## Exercise passage
= = = = =

We know they are in business, and normally in business, one wants to break even and have something to take care of their operating costs. A few points will suffice to compel them to maintain the prices.
Firstly, we know that the cost of electricity is likely to go up this year, and possibly that of fuel, which will add to increased operating costs. However, even if we have so much soybean produced this year, we will not see any reduction in the products that come from soybean such as cooking oil and animal feed. So, then, why is it that we always want the farmer to bear all the costs including those that are coming from our inefficiencies in the way we operate?
Besides, the cost of fertilisers, seed, chemicals and other inputs will remain as was the case last season, or even go up. I wouldn’t mind to see the cost of soya going up as well as that of cooking oil because nothing is reduced in this economy. As merchants, we can easily kill this industry if we only focus on eating today and forgetting what we shall eat tomorrow.
What we might need to do is to look at how we can make soyabean commodity differentiated. I know that even though Malawi and Zimbabwe might have adequate stocks for their use, countries like DR Congo and Mozambique may need our crop although Brazil might offload to Mozambique and Angola. We can take advantage of our usual customers; the Congolese.

= = = = =

## Provided records

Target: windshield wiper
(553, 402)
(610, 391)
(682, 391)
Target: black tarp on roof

= = = = =

## Work instruction 1
Decide whether each statement below agrees with the passage on soybean prices. Answer yes or no for each, and quote the words of the passage that settle it.
(a) The passage expects the cost of electricity to rise this year.
(b) The passage says a large soybean harvest will bring down the price of cooking oil.
(c) The passage predicts that the cost of fertilisers will fall this season.
## Work instruction 2
Answer these questions from the passage on soybean prices.
(a) Besides electricity, what cost may also rise and add to operating costs?
(b) According to the passage, what can merchants easily do if they focus only on eating today?
(c) Which two countries might have adequate stocks for their own use?
## Work instruction 3
Pick up the passage on soybean prices after its last sentence and continue it.

## Answer section 1
(a) Yes: "the cost of electricity is likely to go up this year"
(b) No: "we will not see any reduction in the products that come from soybean such as cooking oil and animal feed"
(c) No: "the cost of fertilisers, seed, chemicals and other inputs will remain as was the case last season, or even go up"

## Answer section 2
(a) Fuel
(b) Kill this industry
(c) Malawi and Zimbabwe

## Answer section 3
We also have seen that the east African countries, apart from Tanzania, have had challenges with rainfall though they prefer getting their oil from the far east. However, we can still sell so much of our feed to those countries including our neighbour, Botswana. This value chain is one that I have been so happy about, because I have seen Zambia becoming self-sufficient in this commodity within a short period. Let us safeguard the success that we have achieved and avoid moving two steps forward, one step sideways and three steps backwards as has been the case with maize productivity. I will not talk about maize because we all know what the solutions are, but we just chose not to implement them. Good day Zambians and a job welo dani!
This author, Felix Tembo, is an agribusiness practitioner.